## [Short task]
The entries are to be returned exactly, with images left out.

___

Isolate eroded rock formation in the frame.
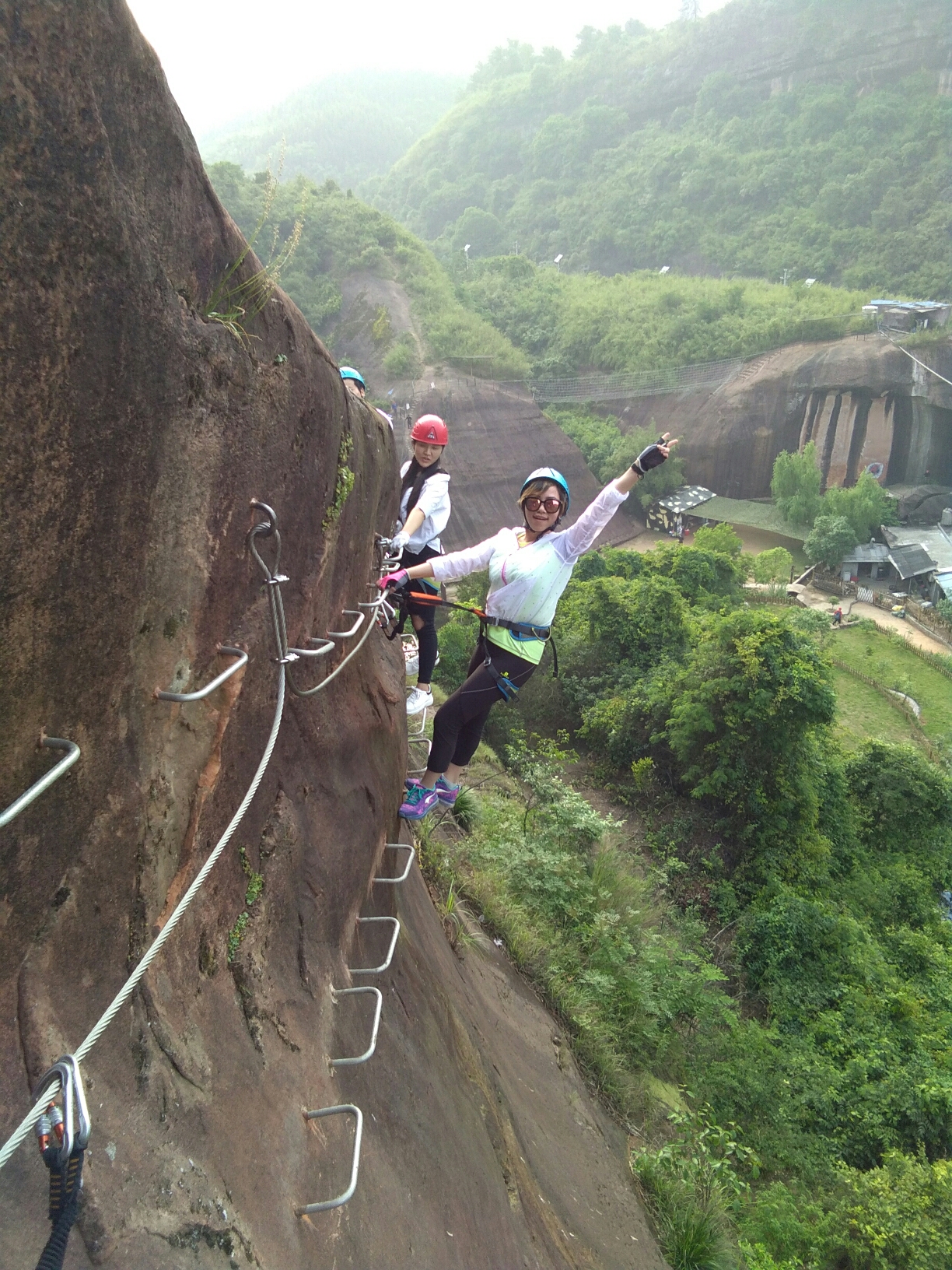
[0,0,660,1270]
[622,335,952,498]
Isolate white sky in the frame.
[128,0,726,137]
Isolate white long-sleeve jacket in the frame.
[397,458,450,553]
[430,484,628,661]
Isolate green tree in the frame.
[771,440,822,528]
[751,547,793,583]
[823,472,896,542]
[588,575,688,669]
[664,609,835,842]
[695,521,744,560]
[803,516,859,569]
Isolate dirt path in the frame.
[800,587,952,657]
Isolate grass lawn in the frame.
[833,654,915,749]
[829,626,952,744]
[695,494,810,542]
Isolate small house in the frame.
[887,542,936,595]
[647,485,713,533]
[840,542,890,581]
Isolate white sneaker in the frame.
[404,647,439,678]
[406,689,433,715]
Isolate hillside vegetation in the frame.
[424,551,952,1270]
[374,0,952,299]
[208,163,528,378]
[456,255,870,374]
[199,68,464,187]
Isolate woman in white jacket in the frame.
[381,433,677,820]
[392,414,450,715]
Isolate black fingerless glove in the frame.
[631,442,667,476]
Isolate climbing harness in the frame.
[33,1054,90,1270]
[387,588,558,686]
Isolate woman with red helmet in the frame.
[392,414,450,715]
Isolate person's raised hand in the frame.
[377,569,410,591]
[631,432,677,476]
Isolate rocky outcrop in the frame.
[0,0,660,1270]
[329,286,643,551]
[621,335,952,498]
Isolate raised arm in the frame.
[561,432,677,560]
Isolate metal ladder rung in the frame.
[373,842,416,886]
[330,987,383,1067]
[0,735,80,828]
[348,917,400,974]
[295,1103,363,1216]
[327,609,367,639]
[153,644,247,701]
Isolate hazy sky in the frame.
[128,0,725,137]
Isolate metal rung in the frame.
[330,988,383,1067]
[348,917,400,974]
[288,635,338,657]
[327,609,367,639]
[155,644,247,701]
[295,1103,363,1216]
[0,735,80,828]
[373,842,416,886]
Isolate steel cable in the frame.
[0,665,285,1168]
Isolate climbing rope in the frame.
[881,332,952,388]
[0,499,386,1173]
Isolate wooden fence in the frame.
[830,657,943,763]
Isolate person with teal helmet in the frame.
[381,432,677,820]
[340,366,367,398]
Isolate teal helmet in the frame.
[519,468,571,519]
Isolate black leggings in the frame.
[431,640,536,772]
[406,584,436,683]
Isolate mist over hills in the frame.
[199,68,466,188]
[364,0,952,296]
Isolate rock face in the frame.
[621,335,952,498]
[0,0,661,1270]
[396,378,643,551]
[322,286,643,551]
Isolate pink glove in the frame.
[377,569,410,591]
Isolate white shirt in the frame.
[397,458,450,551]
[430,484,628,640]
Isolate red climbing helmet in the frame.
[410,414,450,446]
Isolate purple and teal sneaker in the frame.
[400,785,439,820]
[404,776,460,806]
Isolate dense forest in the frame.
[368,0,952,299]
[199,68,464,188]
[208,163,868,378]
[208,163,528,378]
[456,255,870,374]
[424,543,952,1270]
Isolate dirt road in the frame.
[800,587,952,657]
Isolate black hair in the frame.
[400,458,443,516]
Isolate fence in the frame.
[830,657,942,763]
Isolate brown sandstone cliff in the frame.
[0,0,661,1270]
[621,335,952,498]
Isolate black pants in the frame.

___

## [Completed task]
Isolate eroded rock formation in the frame.
[0,0,660,1270]
[622,335,952,498]
Isolate white sky in the frame.
[128,0,726,137]
Isolate white long-sleeve jacket in the frame.
[397,458,450,553]
[430,484,628,661]
Isolate green tree in the frame.
[771,440,822,528]
[751,547,793,583]
[823,472,896,542]
[588,575,688,669]
[664,609,835,842]
[695,521,744,560]
[803,516,859,569]
Isolate dirt path in the frame.
[800,587,952,657]
Isolate grass lawn in the frame.
[833,654,915,749]
[829,626,952,744]
[695,494,810,542]
Isolate small house in the frame.
[887,542,936,595]
[647,485,713,533]
[840,542,890,581]
Isolate white sneaker in the frame.
[404,647,439,678]
[406,689,433,715]
Isolate hillside vegetation in the frame.
[424,551,952,1270]
[374,0,952,299]
[208,163,528,378]
[456,255,870,374]
[199,68,464,187]
Isolate woman in white jacket in the frame.
[381,433,677,820]
[392,414,450,715]
Isolate black fingerless glove in the frame.
[631,442,667,476]
Isolate climbing harness in the frame.
[33,1054,90,1270]
[387,588,558,686]
Isolate woman with red helmet in the frame.
[392,414,450,715]
Isolate person's raised hand in the frame.
[377,569,410,591]
[631,432,677,476]
Isolate rocky outcrop in the frame.
[0,0,660,1270]
[329,286,643,551]
[621,335,952,498]
Isolate raised arm in the frame.
[561,432,677,560]
Isolate metal ladder rung in the frame.
[373,842,416,886]
[330,987,383,1067]
[0,735,80,828]
[348,917,400,974]
[295,1103,363,1216]
[327,609,367,639]
[153,644,247,701]
Isolate hazy sky in the frame.
[128,0,725,137]
Isolate metal rung in the frame.
[330,988,383,1067]
[348,917,400,974]
[288,635,338,657]
[327,609,367,639]
[155,644,247,701]
[295,1103,363,1216]
[0,735,80,828]
[373,842,416,886]
Isolate steel cable in the frame.
[0,665,285,1168]
Isolate climbing rope in the frame.
[881,332,952,388]
[0,499,386,1173]
Isolate wooden fence in the frame.
[830,657,943,763]
Isolate person with teal helmet in the frame.
[381,432,677,820]
[340,366,367,398]
Isolate teal helmet in the frame.
[519,468,571,519]
Isolate black leggings in the frame.
[431,640,536,772]
[406,584,436,683]
Isolate mist over hills in the frame.
[199,68,466,188]
[364,0,952,296]
Isolate rock face in the frame.
[621,335,952,498]
[0,0,661,1270]
[396,378,643,551]
[322,286,643,551]
Isolate pink glove in the frame.
[377,569,410,591]
Isolate white shirt in the frame.
[397,458,450,551]
[430,484,628,640]
Isolate red climbing helmet in the frame.
[410,414,450,446]
Isolate purple and teal sneaker in the frame.
[400,785,439,820]
[404,776,460,806]
Isolate dense forest in the frame.
[368,0,952,299]
[199,68,464,188]
[208,163,868,378]
[208,163,528,378]
[456,255,870,374]
[424,543,952,1270]
Isolate dirt road in the frame.
[800,587,952,657]
Isolate black hair in the frame.
[400,458,443,516]
Isolate fence in the frame.
[830,657,942,763]
Isolate brown sandstone cliff in the frame.
[0,0,661,1270]
[621,335,952,498]
Isolate black pants in the frame.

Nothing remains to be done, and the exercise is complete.